── Extract to read

Subsequently, a new startup (Pantomath) emerged with former GE engineers (and other former colleagues of mine) from my former department to address that problem domain.

Based on my experience trying to socialize this type of solution, sales are going to be a bitch.


A framework with composable building blocks, allowing devs to unblock themselves by adding the functionality they need is a good solution.


What is TTM: talk to me or trailing twelve months


I think Time to Market.


Many data engineering problems are impeded by strong typing, particularly type transduction applications (translating between a database type system and a transport such as Avro, for example). While in many cases that is somebody else's problem -- it is solved in a library -- when it isn't the strengths and facility of a dynamic language can save you considerable code complexity and maintenance. Type control is often central to reporting as well, and it is, again, more awkward in a strong typing context. I would tend to argue that insistence upon type frameworks such as pydantic in a data engineering framework is naive and imposed by academic rather than industry experience. There is a reason that python is chosen for data processing applications, and it certainly isn't typing.


Python is chosen for data processing because it's one of the most popular languages in the world and it has a passable REPL (which is more than most languages) so you can use it for experimentation.

From the readme they describe it as "robust" and having a high level of type safety, so I'm guessing they're just leaning towards the "learn about bugs up before they hit production" end of the spectrum than you.

────
── Material

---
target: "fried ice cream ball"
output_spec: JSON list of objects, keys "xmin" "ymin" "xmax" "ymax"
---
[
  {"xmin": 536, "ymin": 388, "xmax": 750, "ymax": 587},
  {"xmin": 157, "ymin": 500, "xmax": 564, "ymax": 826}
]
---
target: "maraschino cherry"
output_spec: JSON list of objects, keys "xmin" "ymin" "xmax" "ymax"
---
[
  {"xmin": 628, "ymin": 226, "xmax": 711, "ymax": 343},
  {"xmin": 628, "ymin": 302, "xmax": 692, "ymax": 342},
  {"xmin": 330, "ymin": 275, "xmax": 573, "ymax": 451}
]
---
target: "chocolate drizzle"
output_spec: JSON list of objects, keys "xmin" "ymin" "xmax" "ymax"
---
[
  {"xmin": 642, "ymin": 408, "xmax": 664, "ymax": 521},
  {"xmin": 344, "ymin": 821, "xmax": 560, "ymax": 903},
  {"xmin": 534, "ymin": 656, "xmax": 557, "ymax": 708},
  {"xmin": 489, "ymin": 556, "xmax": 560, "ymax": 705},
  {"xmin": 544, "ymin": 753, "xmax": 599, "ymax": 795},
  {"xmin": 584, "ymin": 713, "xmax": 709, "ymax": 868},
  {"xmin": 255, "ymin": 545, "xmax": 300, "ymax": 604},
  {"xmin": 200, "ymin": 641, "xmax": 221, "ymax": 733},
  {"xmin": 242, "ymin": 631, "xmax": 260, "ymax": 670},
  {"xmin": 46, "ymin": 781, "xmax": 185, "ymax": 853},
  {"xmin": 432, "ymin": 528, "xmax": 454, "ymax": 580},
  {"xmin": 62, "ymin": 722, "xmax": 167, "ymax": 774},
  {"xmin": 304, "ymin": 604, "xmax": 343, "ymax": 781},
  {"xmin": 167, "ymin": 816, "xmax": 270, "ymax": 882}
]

────

= Exercise prompt =
Please repeat the part of the data engineering thread starting with "Subsequently, a new" and going on through "that problem domain.", word for word.

= Completed exercise =
Subsequently, a new startup (Pantomath) emerged with former GE engineers (and other former colleagues of mine) from my former department to address that problem domain.